Esta carta é a única em que a palavra “irmãos” aparece na saudação
final (vers. 18): é um grito, ao mesmo tempo de angústia e de
confiança, que apela à comunhão e que manifesta a esperança no
restabelecimento da fraternidade. Como São Paulo, cada batizado é um
enviado a testemunhar o Cristo da cruz – quer dizer, a anunciar a todos
os homens que só no amor radical, no amor até às últimas consequências
se geram vida e nasce o Homem Novo. Este caminho é, no entanto, um
caminho de exigência, pois conduz ao confronto com o pecado, com o
egoísmo, com a injustiça, com a opressão.
Caros irmãos,
A Paz como sinal do Reino! A paz proclamada pelos discípulos não é passiva, mas ativa, reconciliando comunidades e promovendo a justiça. Como cristãos, como podemos ser promotores dessa paz, especialmente em contextos de conflito e injustiça? As leituras de hoje nos convidam a ser portadores de um mundo pacífico que não tolera as injustiças e todas as consequências do ódio tão presente em nossa sociedade atual. Somos testemunhas da nova criação inaugurada por Jesus. Que possamos, como os discípulos enviados por Jesus, proclamar o Reino com simplicidade, coragem e confiança, sempre pautada no respeito às diferentes culturas espalhadas pelo mundo. Inspirados pelo consolo maternal de Deus e pela força da cruz como Projeto, somos chamados a transformar o mundo, sendo sinais de esperança e reconciliação. Que nossas vidas sejam a própria paz e alegria de pertencermos ao Reino de Deus, contribuindo para um mundo mais justo e pleno.

Entradas de contorno de áreas rotuladas
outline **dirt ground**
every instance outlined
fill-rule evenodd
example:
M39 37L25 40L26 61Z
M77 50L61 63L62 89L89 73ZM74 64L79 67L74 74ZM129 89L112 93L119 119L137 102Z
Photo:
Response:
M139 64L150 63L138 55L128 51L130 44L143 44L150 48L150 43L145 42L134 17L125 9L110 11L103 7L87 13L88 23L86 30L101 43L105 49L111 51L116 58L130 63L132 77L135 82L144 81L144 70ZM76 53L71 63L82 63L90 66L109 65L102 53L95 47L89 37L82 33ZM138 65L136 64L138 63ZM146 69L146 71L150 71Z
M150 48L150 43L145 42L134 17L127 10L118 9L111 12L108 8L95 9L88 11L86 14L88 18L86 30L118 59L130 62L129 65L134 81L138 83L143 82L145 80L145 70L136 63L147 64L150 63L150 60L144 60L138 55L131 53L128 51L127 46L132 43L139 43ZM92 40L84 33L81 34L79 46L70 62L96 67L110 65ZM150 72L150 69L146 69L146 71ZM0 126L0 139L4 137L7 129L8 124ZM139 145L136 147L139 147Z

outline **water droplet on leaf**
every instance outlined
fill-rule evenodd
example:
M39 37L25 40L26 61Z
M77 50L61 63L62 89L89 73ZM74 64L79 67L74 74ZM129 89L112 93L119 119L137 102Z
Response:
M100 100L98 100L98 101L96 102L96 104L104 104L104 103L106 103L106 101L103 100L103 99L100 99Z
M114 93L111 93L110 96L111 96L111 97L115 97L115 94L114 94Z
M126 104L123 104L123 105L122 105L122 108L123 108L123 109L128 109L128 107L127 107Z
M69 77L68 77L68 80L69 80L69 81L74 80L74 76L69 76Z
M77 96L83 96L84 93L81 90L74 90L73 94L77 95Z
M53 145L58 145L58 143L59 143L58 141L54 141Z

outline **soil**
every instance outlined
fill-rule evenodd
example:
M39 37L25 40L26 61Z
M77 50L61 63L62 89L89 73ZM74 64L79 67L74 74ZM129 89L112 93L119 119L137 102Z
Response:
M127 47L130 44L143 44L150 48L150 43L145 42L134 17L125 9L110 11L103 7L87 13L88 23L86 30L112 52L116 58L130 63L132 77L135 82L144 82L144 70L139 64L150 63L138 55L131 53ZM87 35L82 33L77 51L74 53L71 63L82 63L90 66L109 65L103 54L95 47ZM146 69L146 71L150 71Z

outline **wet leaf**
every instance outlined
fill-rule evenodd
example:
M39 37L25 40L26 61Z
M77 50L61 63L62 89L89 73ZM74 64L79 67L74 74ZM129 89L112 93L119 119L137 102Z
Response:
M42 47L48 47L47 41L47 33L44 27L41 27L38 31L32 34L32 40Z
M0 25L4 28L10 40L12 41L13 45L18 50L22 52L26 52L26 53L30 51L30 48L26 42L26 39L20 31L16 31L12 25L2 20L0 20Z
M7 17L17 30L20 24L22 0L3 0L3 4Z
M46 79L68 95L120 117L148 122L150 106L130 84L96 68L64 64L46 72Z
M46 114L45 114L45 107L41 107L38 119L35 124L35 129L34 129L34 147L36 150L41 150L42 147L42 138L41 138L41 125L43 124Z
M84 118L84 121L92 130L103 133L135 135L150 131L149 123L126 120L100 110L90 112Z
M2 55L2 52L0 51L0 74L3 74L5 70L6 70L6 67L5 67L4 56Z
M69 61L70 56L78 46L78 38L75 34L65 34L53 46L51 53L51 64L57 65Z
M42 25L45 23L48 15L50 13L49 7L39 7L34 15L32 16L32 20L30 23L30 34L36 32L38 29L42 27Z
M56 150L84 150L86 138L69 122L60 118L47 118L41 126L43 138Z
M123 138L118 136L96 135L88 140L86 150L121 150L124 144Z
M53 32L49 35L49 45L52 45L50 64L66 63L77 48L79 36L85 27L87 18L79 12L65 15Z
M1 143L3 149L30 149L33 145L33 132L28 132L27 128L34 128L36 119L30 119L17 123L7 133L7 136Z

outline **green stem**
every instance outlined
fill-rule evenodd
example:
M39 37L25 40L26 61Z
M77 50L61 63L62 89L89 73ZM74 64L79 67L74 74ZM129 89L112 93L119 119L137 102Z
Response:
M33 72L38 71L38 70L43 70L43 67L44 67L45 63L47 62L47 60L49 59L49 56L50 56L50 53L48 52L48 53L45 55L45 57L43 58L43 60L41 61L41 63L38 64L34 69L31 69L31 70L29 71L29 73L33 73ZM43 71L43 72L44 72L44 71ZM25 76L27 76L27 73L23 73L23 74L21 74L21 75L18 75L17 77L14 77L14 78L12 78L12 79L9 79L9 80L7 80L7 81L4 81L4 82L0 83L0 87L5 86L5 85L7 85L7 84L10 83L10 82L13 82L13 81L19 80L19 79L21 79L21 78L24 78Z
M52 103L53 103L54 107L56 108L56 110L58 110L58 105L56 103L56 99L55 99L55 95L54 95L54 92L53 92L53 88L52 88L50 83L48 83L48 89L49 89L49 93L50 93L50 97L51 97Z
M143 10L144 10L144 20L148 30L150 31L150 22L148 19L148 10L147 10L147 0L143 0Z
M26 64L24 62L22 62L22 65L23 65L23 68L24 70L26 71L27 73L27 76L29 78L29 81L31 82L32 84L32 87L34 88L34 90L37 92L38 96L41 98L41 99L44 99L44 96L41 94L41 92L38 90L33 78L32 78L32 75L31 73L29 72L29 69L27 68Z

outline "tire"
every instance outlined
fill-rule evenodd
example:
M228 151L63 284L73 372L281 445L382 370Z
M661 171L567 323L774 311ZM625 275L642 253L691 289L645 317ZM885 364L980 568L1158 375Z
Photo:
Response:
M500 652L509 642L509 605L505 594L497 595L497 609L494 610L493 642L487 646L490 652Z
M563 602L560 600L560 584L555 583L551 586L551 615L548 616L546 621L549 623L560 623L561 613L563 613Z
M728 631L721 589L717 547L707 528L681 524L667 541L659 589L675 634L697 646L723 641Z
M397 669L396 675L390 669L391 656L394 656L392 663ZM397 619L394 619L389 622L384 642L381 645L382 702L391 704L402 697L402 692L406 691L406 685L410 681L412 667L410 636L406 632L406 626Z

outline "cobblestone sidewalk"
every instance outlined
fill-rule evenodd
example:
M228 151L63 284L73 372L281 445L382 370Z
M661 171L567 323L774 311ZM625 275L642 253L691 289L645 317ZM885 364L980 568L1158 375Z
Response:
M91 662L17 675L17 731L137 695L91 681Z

# QUESTÕES PARA RESOLVER
A. Reescreva as linhas da listagem, desde o início até à linha que contém "M150 48L150 43L145", inclusive, trocando "example" por "sample" e mantendo tudo o resto inalterado.
B. Prolongue o texto sobre a paz como sinal do Reino, começando logo a seguir à sua última frase.
O texto e a listagem provêm de fontes diferentes.

# RESPOSTAS POR ORDEM
A.
outline **dirt ground**
every instance outlined
fill-rule evenodd
sample:
M39 37L25 40L26 61Z
M77 50L61 63L62 89L89 73ZM74 64L79 67L74 74ZM129 89L112 93L119 119L137 102Z
Photo:
Response:
M139 64L150 63L138 55L128 51L130 44L143 44L150 48L150 43L145 42L134 17L125 9L110 11L103 7L87 13L88 23L86 30L101 43L105 49L111 51L116 58L130 63L132 77L135 82L144 81L144 70ZM76 53L71 63L82 63L90 66L109 65L102 53L95 47L89 37L82 33ZM138 65L136 64L138 63ZM146 69L146 71L150 71Z
M150 48L150 43L145 42L134 17L127 10L118 9L111 12L108 8L95 9L88 11L86 14L88 18L86 30L118 59L130 62L129 65L134 81L138 83L143 82L145 80L145 70L136 63L147 64L150 63L150 60L144 60L138 55L131 53L128 51L127 46L132 43L139 43ZM92 40L84 33L81 34L79 46L70 62L96 67L110 65ZM150 72L150 69L146 69L146 71ZM0 126L0 139L4 137L7 129L8 124ZM139 145L136 147L139 147Z

B.
Meus irmãos,
A missão do cristão é evangelizar, anunciando a boa-notícia, o verdadeiro alívio do homem que sinceramente busca o sentido último de sua vida, Deus. Quem anuncia este programa de vida é homem da paz. O homem velho, segundo São Paulo, foi crucificado com a Cruz do Cristo. Para quem é nova criatura em Cristo, surge, como o sol, a paz e a misericórdia de Deus. Benção, paz e misericórdia sobre todo o “Israel de Deus”, por isso lhes desejo com fé: “A paz do Senhor esteja sempre convoco” para que ao sairmos desta celebração possamos viver a missão: “Ide em paz e que o Senhor vos acompanhe”, caros portadores da paz do Cristo! Amém!